• [TO DO]
A) Extract the passage of the Exscien1-III heart study text between "Examination of HA" and "to the mitochondria.", inclusive.
B) Which postmortem myocardial morphometric measures does the Exscien1-III heart study text report?
C) Carry on the Exscien1-III heart study text from the point where it stops.

• [EXTRACT PROVIDED]

= Beginning of Section =

Exscien1-III prevents adverse cardiac remodeling and preserves cardiac function after transverse aortic constriction (TAC). A: experimental protocol for the TAC cardiac failure study. Mice were subjected to TAC surgery, and Exscien1-III or vehicle (Veh) treatment was administered daily via intraperitoneal injection starting 3 wk post-TAC and continued until the 12-wk end point. Echocardiography was performed at baseline and every 2 wk post-TAC to assess left ventricular (LV) end-diastolic dimension (LVEDD; B), LV end-systolic dimension (LVESD; C), LV posterior wall thichness at diastole (LVPWd; D), and LV ejection fraction (LVEF; E). *P < 0.05 vs. Veh; **P < 0.01 vs. Veh.
Postmortem myocardial morphometric data (ventricle/tibia length, atria/tibia length, and lung/tibia length) are shown in Fig. 4, A–C. Mice treated with Exscien1-III showed a significant reduction in TAC-induced cardiac hypertrophy in both ventricles (16% decrease; Fig. 4A) and atria (39% decrease; Fig. 4B), correlating with the echocardiography data. Representative images of hemotoxylin and eosin-stained cardiomyocytes are shown in Fig. 4D. Similarly, there was a significant decrease in the lung-to-tibia length ratio between Exscien1-III- and Veh-treated mice (Fig. 4C).
Fig. 4.
Treatment with Exscein1-III reduces transverse aortic constriction (TAC)-induced hypertrophy. Postmortem morphological assessment of ventricular weight to tibia length (in mg/mm; A), atria weight to tibia length (in mg/mm; B), and lung weight to tibia length (in mg/mm; C) from Exscien1-III- and vehicle (Veh)-treated mice. Circles inside bars denote n values per group. D: representative images of hematoxylin and eosin-stained cardiomyocytes from Exscien1-III- and Veh-treated mice.
Exscien1-III attenuates TAC-induced cardiac mtDNA damage.
Examination of HA expression in whole cell lysates (Fig. 5A) from mouse hearts treated with Exscien1-III revealed a slight accumulation of Exscien1-III in the cytosolic fraction at 12 wk post-TAC. However, Exscien1-III-treated mice displayed an increased presence of the HA tag in the cardiac mitochondrial fraction (Fig. 5B) compared with Veh-treated mice, confirming that a portion of the fusion protein is trafficked to the mitochondria.
Fig. 5.
Exscien1-III is localized in cardiac mitochondria after daily intraperitoneal injections and reduces transverse aortic constriction (TAC)-induced mtDNA damage. A and B: protein expression of the hemagglutinin (HA) tag found on the Exscien1-III fusion peptide measured in total ventricular (A) and mitochondrial tissue fractions (B) isolated from mice treated with Exscien1-III or vehicle (Veh) at 12 wk post-TAC. C: protein expression of HA-tagged Exscien1-III measured in the total cell lysate, cytosol, nuclease, and mitochondria at 6 wk post-TAC. D: fraction of intact mtDNA in the heart measured in mice treated with Exscien1-III or Veh at 6 wk post-TAC or Sham. Circles inside bars denote n values per group. COX IV, cytochrome c oxidase subunit IV.

= End of Section =

(Image-grounded pointing data)
= Beginning of Section =

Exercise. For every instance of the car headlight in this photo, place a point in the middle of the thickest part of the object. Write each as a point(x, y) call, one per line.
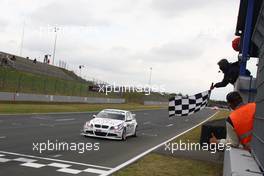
point(117, 127)
point(88, 125)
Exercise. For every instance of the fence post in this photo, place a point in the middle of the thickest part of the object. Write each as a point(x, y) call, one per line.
point(19, 83)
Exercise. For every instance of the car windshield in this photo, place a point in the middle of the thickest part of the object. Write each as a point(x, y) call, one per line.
point(111, 115)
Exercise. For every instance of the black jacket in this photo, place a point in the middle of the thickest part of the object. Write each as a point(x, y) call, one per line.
point(231, 74)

= End of Section =

• [YOUR WRITTEN ANSWERS]
A)
Examination of HA expression in whole cell lysates (Fig. 5A) from mouse hearts treated with Exscien1-III revealed a slight accumulation of Exscien1-III in the cytosolic fraction at 12 wk post-TAC. However, Exscien1-III-treated mice displayed an increased presence of the HA tag in the cardiac mitochondrial fraction (Fig. 5B) compared with Veh-treated mice, confirming that a portion of the fusion protein is trafficked to the mitochondria.

B) ventricle/tibia length, atria/tibia length, lung/tibia length

C)
The additional experiments shown in Fig. 5C demonstrated mitochondrial localization of the HA tag on Exscien1-III in mouse hearts after 6 wk of HF. Finally, administration of Exscien 1 reduced the extent of mtDNA damage at 6 wk after HF (Fig. 5D). The fraction of intact mtDNA was significantly greater (P < 0.01) in mice subjected to TAC surgery and treated with Exscien1-III compared with Veh. The data shown in Fig. 5D also demonstrate that TAC resulted in significant mtDNA damage.
Administration of Exscein1-III reduces myocardial fibrosis.
Histological assessment of interstitial and perivascular collagen via picrosirus red- and Masson’s trichrome-stained sections was performed at 12 wk post-TAC (Fig. 6) to assess myocardial fibrosis. Picrosirius red and Masson’s trichrome staining revealed a significant reduction in collagen deposition after chronic treatment with Exscien1-III, indicating attenuated fibrosis. Representative photomicrographs of heart sections stained with either picrosirius red or Masson’s trichrome are shown in Fig. 6A. Sections showing both interstitial and perivascular collagen are shown in Fig. 6A. Treatment with Exscien1-III resulted in a 58% reduction (P < 0.05) in interstitial collagen deposition as analyzed by the percent CVF (Fig. 6B) of picrosirus red-stained slides. A similar trend was observed with respect to perivascular collagen deposition, as we observed a 43% reduction in Exscien1-III-treated animals (P = 0.05) compared with Veh.
Fig. 6.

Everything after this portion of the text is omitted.